** START OF Stored records **

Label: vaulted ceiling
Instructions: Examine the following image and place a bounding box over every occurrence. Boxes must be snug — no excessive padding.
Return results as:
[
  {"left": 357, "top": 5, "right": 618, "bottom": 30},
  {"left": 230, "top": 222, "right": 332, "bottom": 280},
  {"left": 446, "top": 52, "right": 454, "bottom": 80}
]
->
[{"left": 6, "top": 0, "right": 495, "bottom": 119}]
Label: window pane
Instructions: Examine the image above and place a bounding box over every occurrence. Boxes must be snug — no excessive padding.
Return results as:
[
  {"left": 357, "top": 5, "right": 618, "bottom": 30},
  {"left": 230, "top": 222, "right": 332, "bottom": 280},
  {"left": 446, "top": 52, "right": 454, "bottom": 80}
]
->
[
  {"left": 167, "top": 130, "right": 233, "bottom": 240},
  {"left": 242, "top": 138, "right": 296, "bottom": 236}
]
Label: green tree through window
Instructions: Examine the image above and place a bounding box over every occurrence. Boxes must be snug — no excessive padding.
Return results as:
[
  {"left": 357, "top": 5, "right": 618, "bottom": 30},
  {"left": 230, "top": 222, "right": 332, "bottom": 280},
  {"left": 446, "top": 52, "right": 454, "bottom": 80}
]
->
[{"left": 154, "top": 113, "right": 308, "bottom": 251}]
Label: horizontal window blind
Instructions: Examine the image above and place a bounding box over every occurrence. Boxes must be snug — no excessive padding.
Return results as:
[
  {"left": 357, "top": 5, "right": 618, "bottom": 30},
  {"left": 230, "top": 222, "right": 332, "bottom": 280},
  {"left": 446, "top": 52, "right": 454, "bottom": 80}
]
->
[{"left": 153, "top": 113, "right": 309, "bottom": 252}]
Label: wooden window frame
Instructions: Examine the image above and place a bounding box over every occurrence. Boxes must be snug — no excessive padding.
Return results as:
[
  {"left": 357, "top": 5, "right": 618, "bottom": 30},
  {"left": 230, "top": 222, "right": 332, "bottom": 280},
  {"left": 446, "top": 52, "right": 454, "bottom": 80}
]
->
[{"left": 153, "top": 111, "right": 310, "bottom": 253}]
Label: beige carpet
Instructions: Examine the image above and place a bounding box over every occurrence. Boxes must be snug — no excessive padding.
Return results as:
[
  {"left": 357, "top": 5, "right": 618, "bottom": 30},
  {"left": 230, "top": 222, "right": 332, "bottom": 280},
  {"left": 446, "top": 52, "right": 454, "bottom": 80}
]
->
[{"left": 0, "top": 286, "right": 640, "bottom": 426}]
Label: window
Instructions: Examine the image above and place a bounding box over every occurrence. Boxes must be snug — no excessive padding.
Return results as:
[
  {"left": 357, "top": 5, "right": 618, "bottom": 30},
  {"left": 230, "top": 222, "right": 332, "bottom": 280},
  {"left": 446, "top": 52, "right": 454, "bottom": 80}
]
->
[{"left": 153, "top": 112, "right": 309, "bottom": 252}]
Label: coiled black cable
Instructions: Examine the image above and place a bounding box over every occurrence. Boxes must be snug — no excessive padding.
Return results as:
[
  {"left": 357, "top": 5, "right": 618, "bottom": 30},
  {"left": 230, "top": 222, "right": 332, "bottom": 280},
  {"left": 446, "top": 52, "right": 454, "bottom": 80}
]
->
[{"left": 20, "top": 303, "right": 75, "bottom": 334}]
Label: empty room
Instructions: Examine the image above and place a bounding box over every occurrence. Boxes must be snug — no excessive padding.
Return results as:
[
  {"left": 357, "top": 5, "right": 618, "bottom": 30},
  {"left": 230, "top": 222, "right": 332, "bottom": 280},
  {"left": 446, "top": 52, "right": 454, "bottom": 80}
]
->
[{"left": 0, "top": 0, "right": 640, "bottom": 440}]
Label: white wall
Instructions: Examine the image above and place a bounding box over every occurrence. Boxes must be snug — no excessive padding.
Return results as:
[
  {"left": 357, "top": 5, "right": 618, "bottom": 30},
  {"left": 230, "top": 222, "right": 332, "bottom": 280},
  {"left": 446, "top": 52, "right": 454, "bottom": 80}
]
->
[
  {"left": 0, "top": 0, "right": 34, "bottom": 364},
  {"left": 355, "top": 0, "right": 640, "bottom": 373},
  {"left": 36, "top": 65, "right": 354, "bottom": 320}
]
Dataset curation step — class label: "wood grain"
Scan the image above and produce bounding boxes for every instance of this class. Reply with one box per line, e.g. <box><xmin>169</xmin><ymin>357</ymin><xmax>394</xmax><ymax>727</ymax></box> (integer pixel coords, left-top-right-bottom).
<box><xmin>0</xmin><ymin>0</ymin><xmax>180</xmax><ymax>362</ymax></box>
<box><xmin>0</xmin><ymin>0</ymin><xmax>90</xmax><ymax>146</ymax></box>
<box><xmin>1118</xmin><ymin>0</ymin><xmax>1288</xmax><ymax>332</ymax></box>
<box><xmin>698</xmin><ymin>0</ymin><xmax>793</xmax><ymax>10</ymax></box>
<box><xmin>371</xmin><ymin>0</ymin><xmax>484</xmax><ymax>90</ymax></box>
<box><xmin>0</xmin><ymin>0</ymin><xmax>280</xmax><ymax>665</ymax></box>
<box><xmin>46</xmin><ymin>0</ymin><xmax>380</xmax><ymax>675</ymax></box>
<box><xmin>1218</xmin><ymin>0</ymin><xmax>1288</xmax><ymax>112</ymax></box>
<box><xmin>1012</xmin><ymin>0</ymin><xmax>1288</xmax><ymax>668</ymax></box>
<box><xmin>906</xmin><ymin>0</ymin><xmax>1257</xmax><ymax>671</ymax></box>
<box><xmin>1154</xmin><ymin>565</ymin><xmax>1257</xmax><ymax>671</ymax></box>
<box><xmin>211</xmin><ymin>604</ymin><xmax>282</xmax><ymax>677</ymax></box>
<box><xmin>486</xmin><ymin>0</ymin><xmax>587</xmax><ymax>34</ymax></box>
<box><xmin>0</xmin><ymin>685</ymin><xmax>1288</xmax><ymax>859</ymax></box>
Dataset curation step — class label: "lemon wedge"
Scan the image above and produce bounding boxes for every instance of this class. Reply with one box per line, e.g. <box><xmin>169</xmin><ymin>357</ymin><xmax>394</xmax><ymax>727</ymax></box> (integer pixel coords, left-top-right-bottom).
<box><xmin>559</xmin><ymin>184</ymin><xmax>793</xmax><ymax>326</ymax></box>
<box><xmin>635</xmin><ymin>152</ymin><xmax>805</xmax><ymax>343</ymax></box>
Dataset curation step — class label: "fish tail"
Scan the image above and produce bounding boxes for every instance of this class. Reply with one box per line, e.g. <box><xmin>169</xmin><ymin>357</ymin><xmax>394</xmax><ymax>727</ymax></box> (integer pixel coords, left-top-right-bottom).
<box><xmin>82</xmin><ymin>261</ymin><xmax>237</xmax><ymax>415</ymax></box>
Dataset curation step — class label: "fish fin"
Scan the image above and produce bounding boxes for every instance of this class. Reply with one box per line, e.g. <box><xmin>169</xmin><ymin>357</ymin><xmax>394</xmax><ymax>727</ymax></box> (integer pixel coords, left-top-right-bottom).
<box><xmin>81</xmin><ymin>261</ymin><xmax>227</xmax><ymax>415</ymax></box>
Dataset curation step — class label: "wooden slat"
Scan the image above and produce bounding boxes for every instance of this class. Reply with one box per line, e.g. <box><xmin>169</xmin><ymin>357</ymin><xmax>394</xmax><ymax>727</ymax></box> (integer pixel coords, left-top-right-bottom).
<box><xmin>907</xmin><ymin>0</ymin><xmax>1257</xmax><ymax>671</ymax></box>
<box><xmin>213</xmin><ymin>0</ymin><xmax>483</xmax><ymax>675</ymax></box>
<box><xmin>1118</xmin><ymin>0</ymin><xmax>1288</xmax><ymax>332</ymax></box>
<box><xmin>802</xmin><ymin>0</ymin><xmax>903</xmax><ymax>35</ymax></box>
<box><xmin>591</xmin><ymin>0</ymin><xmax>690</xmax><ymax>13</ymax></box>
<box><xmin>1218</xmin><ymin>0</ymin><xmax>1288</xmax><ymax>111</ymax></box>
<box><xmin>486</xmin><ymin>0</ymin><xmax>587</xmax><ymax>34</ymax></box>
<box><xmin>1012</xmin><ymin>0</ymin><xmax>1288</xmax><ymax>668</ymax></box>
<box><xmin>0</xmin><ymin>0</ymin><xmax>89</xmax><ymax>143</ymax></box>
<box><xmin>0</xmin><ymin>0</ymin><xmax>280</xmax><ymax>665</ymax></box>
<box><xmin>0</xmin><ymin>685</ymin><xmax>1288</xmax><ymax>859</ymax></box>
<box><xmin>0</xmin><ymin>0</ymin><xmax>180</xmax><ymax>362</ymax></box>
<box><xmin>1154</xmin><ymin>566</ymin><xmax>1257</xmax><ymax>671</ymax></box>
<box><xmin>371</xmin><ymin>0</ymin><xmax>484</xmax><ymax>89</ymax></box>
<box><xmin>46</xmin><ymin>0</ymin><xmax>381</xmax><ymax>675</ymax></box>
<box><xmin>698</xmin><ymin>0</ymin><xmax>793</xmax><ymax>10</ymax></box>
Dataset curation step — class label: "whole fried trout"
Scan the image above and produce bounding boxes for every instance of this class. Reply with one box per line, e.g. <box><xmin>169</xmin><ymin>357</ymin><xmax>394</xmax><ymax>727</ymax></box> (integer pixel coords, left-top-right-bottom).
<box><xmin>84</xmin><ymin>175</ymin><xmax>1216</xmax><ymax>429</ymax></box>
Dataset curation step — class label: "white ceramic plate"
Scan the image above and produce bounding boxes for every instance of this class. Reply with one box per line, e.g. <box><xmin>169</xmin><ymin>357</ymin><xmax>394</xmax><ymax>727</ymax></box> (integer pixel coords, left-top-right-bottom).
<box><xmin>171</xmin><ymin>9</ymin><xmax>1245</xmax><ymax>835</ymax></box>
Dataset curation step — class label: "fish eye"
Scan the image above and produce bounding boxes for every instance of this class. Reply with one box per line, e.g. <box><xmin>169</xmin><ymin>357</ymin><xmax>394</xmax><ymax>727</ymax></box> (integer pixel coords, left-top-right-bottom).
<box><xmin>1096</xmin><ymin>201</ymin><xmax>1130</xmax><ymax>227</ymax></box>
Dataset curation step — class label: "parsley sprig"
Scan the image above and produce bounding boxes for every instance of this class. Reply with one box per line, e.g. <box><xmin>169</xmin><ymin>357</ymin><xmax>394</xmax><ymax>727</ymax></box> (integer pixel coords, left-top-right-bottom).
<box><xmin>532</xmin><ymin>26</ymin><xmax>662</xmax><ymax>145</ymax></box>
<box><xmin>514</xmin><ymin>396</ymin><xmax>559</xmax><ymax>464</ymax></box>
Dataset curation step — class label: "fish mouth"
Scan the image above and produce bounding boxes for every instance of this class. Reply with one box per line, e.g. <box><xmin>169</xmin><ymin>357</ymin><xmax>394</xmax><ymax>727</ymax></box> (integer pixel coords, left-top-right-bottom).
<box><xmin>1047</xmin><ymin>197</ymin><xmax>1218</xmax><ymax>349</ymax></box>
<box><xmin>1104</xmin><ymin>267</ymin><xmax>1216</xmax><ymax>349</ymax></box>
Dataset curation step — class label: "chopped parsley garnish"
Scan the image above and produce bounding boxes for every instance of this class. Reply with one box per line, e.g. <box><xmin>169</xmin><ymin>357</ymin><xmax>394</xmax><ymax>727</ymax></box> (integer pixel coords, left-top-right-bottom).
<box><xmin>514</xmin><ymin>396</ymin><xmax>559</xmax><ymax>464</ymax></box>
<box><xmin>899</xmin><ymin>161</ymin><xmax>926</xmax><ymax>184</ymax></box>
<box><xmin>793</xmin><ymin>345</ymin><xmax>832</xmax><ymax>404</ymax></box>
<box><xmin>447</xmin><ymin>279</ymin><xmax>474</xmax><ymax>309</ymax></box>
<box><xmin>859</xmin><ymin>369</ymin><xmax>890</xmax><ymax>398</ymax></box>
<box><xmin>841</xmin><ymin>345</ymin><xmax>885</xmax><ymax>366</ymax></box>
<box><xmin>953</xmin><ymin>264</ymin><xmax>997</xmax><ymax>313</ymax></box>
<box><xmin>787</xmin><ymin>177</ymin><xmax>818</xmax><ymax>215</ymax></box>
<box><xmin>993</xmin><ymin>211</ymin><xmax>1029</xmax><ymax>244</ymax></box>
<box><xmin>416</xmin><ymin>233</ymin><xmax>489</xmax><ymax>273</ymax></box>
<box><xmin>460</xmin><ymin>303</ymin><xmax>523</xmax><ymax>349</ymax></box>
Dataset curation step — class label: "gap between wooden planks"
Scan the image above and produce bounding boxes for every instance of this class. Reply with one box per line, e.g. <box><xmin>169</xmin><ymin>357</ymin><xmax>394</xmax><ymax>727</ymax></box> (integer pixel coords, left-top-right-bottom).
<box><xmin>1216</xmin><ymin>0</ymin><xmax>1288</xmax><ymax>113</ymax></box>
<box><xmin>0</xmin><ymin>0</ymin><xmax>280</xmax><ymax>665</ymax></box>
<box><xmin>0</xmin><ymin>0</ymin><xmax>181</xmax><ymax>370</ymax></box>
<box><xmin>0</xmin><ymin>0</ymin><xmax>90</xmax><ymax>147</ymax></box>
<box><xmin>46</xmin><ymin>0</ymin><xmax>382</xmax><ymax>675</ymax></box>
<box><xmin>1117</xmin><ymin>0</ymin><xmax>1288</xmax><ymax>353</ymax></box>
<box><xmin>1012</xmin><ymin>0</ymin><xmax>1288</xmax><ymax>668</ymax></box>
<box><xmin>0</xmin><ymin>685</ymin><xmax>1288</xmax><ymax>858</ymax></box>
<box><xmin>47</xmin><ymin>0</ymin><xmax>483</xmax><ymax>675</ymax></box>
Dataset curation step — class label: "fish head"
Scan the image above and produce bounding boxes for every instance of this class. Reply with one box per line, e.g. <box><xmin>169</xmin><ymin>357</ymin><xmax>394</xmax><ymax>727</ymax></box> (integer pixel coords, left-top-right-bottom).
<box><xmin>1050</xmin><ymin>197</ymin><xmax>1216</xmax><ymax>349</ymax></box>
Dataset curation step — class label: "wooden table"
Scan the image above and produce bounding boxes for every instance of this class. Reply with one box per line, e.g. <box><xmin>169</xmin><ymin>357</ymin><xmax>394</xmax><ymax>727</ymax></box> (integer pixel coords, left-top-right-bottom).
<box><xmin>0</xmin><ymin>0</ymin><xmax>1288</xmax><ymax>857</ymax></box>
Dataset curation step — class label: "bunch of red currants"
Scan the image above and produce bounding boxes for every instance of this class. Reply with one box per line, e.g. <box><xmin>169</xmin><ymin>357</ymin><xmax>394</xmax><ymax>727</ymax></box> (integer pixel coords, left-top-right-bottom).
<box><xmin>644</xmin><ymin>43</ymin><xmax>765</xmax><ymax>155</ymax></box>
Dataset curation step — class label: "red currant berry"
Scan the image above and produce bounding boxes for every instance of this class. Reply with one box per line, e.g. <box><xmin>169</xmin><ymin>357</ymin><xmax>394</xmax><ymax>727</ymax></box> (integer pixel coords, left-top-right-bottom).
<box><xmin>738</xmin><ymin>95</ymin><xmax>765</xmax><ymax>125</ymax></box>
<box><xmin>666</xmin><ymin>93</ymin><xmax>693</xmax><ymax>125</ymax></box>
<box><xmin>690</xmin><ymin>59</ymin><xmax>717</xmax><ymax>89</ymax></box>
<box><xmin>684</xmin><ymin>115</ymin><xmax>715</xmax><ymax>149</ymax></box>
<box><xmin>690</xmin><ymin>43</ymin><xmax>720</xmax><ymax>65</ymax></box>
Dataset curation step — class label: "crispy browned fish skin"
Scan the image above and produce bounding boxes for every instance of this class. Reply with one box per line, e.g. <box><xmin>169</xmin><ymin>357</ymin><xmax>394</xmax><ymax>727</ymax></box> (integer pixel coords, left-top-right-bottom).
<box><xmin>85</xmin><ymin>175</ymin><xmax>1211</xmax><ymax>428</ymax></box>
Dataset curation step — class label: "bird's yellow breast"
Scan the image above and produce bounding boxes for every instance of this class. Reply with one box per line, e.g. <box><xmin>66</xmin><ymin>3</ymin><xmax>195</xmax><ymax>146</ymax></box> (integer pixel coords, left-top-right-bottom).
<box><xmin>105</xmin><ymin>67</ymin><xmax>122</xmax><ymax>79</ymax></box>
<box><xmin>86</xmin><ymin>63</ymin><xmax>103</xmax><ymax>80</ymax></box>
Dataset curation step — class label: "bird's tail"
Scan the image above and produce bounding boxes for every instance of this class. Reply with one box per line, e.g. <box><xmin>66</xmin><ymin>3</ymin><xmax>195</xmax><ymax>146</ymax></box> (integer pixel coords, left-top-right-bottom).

** END OF Stored records **

**Exercise:**
List each line of the material above that contains the word "wooden", copying every such line in full. Case counts.

**Written answer:**
Label: wooden window frame
Dataset curation step — class label: "wooden slat"
Dataset curation step — class label: "gap between wooden planks"
Dataset curation step — class label: "wooden table"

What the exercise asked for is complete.